From the entries below, please gather each line containing the string "Input".

Stored data entries:
=== Section Start ===
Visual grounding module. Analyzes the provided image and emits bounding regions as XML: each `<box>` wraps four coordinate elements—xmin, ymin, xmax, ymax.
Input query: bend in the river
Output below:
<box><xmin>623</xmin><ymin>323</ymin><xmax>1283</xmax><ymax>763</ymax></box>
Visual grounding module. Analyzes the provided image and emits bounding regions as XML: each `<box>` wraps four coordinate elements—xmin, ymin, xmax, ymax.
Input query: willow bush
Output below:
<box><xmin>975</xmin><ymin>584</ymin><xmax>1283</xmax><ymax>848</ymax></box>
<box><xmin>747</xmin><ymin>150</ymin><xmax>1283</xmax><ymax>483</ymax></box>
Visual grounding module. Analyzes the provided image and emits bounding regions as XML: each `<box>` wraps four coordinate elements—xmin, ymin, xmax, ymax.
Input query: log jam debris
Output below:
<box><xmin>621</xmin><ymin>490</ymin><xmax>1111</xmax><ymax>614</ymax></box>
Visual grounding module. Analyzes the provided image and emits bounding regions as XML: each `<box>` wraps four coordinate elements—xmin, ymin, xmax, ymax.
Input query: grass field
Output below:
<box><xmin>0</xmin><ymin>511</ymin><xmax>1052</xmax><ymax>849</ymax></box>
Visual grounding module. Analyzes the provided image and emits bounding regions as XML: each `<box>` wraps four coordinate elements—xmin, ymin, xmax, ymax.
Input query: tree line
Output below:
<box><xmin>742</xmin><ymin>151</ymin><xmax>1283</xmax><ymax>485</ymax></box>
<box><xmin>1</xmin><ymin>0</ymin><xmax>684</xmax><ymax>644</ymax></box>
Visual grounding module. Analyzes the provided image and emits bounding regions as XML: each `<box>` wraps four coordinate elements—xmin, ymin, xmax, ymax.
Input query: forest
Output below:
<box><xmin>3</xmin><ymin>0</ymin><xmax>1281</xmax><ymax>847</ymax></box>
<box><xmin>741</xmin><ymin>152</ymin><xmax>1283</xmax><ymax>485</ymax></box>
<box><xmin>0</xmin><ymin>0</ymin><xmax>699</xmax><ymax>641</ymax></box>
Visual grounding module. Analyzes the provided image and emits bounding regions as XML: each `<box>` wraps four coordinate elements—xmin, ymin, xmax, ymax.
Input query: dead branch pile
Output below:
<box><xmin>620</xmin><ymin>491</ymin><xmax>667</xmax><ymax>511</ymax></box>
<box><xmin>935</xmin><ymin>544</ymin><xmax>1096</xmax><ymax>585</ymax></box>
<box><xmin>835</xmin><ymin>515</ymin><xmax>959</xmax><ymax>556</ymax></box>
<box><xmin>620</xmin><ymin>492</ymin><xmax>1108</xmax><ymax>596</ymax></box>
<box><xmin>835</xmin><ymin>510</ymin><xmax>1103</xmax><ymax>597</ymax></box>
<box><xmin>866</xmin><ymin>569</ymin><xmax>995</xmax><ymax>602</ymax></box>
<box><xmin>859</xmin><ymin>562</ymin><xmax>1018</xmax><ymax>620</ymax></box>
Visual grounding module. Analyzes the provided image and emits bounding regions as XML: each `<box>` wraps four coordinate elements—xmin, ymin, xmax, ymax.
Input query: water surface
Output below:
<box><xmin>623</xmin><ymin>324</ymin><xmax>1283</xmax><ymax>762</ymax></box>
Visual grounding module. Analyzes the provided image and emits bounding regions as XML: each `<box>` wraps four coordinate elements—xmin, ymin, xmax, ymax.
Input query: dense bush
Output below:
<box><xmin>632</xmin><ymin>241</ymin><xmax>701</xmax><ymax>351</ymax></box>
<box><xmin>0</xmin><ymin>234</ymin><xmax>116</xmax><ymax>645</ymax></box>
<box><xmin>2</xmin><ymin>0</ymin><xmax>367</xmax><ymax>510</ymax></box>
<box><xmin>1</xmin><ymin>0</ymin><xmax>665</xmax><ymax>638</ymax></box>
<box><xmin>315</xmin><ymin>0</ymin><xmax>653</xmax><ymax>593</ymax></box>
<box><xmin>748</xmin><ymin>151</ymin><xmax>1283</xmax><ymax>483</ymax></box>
=== Section End ===
# Result for this task
Input query: bend in the river
Input query: willow bush
Input query: log jam debris
Input query: grass field
Input query: tree line
Input query: forest
Input query: dead branch pile
Input query: water surface
Input query: dense bush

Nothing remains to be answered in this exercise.